> [Requirements]
Answer these questions using the mailing-list post below.
1. How many conflicts per hour did Dennis Allison report, and at about how many hits per hour?
2. Which of the two possible counts does Chris McDonough guess the reported number refers to?
3. When does Chris McDonough say reducing conflicts is considerably difficult?

* BEGIN Passage *

[Zope-dev] How bad _are_ ConflictErrors

Chris McDonough chrism at plope.com
Mon Nov 21 16:28:49 EST 2005


On Nov 21, 2005, at 2:10 PM, Dennis Allison wrote:
>
> Conflicts and how they interact with the database and sessioning  
> machinery
> is my hot button right at the moment )-:  I Hope I have not
> included too much information.
>
> I ran a quick report and we see about 1000 conflicts per hour at
> about 120000 hits per hour.

Is this the number of log messages that indicate a conflict error  
occurred (e.g. "x conflict errors since DATE" messages in the event  
log) or the number of conflict errors that are retried more than  
three times and thus make it "out" to the app user?  I'm guessing the  
former.

>   These are order of magnitude numbers and are
> highly variable.  The 1% number is way bigger than I am comfortable  
> with
> although I have no basis to scale my expectations.  I'd be much  
> happier were
> it a couple of orders of magnitude smaller.

I would be too.  It's considerably difficult when ZODB is used as the  
sessioning backend.  A lot of effort has been put in to reducing the  
potential for conflicts already.  It could of course be better if  
more time was put in, but there hasn't been any reason (besides a  
sense of accomplishment and contribution to the greater good,  
anyway ;-) to put in that effort since the last time this machinery  
was overhauled.

* END Passage *
* BEGIN Recorded information *

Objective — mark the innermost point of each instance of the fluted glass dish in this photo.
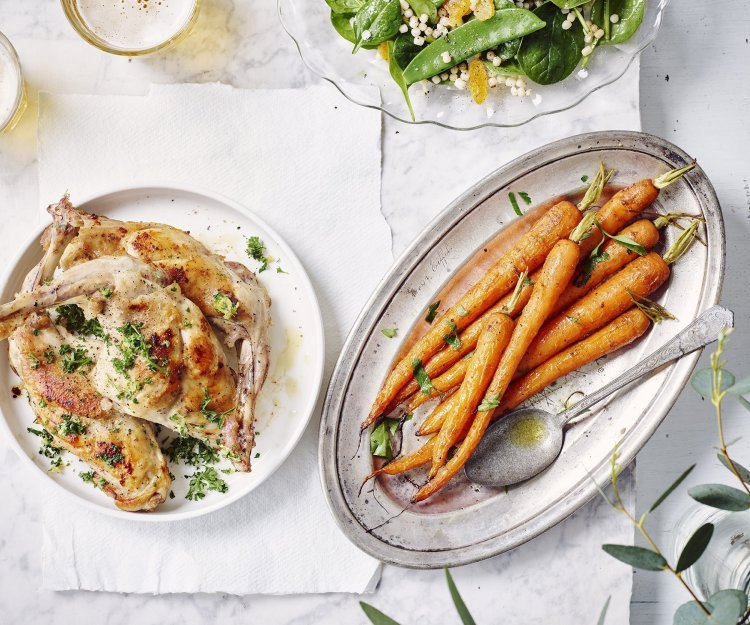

* END Recorded information *

> [Written solution]
1. About 1000 conflicts per hour at about 120000 hits per hour.
2. The number of log messages indicating that a conflict error occurred, such as "x conflict errors since DATE" messages in the event log.
3. When ZODB is used as the sessioning backend.